*The problem:* Pick out every line of the material below that contains the word "petal" and copy each one in full, treating case as significant.
== Supplied material
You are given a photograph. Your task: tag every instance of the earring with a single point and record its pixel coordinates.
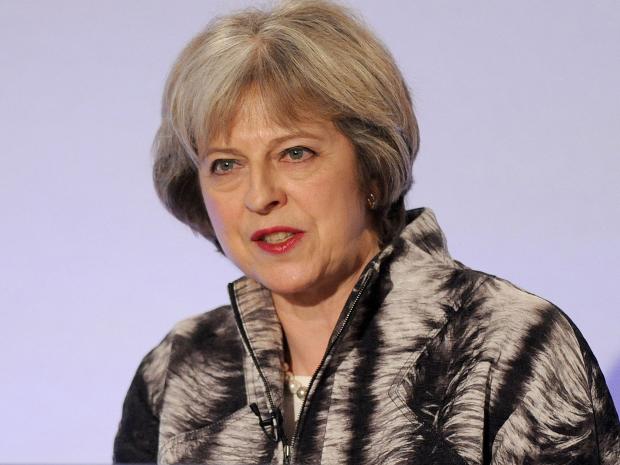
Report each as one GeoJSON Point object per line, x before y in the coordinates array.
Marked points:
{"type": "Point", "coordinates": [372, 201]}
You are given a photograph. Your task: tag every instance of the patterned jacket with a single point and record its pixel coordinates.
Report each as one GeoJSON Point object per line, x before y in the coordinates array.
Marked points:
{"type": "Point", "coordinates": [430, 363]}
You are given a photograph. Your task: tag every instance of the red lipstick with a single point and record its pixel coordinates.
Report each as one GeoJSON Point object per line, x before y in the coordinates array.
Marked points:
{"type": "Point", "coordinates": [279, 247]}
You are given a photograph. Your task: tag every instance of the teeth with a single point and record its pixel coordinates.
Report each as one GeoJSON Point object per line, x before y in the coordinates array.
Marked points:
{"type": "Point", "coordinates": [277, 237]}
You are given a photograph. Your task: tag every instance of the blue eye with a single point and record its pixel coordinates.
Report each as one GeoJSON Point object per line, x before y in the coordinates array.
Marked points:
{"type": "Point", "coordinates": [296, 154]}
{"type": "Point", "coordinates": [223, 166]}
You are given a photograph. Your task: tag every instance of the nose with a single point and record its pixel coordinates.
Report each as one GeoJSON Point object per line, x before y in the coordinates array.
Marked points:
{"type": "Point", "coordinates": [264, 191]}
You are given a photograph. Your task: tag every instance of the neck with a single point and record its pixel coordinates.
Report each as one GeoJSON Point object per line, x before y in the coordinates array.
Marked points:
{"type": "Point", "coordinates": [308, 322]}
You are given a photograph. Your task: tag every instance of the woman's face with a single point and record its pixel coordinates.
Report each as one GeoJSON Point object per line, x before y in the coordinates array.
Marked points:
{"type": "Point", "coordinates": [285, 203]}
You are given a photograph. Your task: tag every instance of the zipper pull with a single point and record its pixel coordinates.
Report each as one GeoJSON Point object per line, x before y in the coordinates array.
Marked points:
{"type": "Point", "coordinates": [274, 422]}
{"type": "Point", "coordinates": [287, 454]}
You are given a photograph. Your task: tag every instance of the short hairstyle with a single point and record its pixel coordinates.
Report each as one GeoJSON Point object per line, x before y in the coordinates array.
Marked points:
====
== Supplied material
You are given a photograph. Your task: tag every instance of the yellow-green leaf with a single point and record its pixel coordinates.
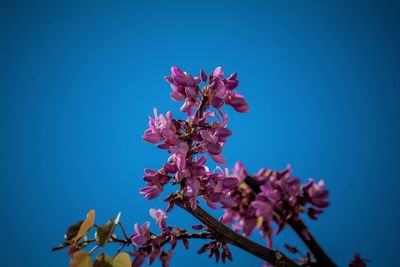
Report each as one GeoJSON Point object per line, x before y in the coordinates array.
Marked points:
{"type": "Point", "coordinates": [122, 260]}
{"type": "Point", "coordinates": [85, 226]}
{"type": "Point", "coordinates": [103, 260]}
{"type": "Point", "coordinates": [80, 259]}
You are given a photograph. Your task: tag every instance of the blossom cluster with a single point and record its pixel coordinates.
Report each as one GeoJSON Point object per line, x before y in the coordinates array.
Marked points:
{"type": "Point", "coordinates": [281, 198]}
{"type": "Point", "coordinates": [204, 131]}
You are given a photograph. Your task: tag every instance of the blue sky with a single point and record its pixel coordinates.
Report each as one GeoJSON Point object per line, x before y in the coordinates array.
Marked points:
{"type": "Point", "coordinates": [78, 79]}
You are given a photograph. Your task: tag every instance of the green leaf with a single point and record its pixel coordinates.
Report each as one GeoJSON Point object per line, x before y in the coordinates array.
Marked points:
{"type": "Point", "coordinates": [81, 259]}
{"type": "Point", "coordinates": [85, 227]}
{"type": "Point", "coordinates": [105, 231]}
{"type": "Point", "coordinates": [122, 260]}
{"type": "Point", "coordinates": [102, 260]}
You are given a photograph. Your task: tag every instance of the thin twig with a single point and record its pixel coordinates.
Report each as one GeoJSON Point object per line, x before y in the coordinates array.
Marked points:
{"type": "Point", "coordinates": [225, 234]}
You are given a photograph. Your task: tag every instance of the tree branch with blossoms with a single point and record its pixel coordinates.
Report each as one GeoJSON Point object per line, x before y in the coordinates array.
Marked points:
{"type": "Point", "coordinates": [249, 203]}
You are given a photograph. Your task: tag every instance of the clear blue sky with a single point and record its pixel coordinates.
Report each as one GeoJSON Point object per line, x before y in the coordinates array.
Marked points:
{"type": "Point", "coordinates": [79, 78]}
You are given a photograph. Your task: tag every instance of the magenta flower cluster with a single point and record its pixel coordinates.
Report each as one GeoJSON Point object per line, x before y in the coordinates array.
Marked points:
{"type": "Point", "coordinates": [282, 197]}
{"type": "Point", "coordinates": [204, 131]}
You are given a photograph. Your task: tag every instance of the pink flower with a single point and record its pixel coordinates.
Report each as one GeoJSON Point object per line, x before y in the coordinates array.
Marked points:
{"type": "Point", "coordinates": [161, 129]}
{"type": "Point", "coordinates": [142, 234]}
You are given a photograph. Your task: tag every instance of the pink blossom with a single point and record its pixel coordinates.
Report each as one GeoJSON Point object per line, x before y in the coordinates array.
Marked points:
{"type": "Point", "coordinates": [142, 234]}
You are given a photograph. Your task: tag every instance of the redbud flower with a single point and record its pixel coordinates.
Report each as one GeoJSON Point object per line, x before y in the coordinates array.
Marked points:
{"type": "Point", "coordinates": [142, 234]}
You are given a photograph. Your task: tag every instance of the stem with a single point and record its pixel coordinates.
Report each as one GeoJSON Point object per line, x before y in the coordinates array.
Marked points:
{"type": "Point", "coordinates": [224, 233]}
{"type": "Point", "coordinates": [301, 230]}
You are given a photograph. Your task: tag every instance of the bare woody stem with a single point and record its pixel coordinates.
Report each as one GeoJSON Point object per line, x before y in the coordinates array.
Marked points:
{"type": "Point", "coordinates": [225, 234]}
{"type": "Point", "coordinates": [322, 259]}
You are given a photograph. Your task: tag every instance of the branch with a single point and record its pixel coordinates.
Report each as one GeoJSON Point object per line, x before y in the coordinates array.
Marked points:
====
== Supplied material
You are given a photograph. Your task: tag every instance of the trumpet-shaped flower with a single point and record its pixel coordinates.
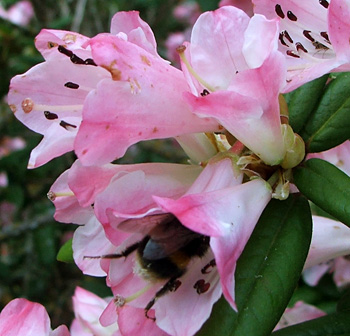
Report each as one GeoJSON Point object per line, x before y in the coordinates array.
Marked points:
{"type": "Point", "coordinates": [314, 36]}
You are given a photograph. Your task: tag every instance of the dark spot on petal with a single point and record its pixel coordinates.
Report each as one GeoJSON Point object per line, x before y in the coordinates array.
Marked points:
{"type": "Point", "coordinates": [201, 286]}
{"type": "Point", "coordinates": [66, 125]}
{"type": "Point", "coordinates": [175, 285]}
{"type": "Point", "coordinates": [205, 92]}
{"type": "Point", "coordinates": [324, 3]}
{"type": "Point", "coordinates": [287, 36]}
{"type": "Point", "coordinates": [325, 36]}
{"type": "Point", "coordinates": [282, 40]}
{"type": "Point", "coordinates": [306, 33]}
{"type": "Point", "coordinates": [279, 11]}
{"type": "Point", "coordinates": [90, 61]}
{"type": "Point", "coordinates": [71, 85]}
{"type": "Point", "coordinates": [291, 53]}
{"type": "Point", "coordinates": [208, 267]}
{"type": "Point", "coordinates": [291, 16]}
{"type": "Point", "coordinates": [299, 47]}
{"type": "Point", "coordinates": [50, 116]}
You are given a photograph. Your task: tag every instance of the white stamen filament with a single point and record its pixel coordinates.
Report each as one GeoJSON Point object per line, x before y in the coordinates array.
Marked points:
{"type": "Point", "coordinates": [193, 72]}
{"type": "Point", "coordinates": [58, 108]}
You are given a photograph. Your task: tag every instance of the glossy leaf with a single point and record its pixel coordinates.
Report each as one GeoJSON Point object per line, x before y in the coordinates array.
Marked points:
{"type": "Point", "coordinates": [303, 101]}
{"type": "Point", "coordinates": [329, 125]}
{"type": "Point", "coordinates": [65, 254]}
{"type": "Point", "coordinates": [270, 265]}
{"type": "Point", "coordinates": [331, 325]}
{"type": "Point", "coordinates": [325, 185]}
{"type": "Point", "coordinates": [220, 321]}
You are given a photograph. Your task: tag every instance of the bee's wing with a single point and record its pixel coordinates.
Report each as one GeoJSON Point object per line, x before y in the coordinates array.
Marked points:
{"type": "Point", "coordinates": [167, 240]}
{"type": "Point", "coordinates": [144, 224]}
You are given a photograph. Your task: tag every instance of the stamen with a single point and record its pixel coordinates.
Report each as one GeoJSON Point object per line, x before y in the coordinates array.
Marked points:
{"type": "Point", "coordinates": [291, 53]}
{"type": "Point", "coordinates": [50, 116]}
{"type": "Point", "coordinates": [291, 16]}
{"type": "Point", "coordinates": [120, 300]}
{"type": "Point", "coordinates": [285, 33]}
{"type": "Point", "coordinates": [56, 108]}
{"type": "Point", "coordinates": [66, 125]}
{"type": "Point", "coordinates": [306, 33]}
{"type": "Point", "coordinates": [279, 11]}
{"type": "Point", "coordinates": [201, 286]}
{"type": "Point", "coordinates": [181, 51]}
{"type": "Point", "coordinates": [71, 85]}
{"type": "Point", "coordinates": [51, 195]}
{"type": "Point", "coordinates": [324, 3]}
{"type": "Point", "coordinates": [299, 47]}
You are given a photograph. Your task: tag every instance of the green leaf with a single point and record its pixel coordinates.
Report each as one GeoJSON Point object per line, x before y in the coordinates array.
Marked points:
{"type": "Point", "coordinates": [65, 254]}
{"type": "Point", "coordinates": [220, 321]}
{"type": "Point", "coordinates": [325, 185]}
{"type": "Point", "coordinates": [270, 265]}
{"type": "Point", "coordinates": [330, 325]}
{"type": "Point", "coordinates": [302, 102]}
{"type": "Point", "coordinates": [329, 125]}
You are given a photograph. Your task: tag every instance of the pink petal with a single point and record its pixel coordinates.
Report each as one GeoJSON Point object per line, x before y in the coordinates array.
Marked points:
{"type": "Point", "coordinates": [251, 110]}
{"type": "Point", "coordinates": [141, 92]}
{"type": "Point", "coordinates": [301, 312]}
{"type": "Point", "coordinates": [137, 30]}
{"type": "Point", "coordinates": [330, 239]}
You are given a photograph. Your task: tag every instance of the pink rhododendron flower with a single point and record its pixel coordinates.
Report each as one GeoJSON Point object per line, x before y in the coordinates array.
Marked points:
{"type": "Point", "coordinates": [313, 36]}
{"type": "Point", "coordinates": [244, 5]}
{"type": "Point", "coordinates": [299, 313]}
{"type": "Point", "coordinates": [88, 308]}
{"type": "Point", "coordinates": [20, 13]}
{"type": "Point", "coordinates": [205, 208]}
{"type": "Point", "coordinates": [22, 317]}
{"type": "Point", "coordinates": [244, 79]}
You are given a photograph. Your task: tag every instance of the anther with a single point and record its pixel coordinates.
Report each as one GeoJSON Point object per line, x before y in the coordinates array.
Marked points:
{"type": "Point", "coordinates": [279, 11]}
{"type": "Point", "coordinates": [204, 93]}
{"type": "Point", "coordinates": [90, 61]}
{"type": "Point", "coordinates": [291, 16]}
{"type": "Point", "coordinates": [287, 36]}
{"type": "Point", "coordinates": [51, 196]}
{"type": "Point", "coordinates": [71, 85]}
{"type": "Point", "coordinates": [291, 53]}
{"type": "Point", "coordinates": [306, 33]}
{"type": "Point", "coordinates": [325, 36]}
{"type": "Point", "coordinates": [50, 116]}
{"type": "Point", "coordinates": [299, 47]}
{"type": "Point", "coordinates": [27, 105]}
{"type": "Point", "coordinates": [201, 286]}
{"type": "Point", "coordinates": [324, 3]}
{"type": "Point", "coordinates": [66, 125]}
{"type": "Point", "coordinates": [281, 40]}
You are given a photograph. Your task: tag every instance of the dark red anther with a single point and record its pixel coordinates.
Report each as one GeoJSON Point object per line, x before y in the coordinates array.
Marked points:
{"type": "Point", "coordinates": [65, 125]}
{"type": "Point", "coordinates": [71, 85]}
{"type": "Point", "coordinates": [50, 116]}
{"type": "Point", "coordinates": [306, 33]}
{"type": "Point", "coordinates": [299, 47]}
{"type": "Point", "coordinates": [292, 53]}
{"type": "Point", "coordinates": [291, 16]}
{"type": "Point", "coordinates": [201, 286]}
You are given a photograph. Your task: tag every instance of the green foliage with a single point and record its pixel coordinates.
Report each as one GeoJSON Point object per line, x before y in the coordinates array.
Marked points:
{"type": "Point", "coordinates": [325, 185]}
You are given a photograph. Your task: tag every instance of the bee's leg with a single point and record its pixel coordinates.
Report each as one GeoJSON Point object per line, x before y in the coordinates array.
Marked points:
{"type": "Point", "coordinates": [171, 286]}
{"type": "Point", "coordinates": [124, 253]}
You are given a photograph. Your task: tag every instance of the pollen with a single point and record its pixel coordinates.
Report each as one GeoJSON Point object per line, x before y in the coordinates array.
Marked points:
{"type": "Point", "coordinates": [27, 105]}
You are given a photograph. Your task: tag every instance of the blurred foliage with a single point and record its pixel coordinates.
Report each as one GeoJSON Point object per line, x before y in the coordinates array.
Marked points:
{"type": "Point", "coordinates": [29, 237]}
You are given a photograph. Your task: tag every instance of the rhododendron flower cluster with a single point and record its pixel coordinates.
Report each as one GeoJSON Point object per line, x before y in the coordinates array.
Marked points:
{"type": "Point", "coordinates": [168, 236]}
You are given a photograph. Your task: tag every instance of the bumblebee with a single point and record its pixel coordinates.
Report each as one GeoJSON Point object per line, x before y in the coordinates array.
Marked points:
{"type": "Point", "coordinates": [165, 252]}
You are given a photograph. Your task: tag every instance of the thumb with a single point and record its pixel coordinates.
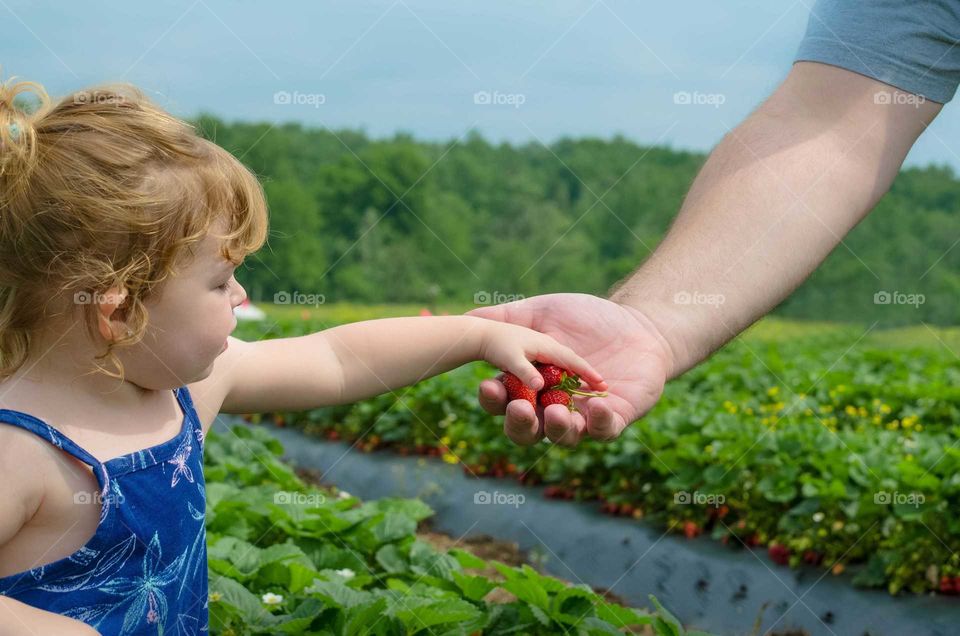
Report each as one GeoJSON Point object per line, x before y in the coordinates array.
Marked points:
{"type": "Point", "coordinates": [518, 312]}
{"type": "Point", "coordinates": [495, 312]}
====
*The response:*
You are given a photograph. Your task: tag every instance of the dark spot on petal with a single point and record its pixel coordinates.
You are given a photograph. Your task: tag every instance of the pink petal with a single point and record its pixel coordinates.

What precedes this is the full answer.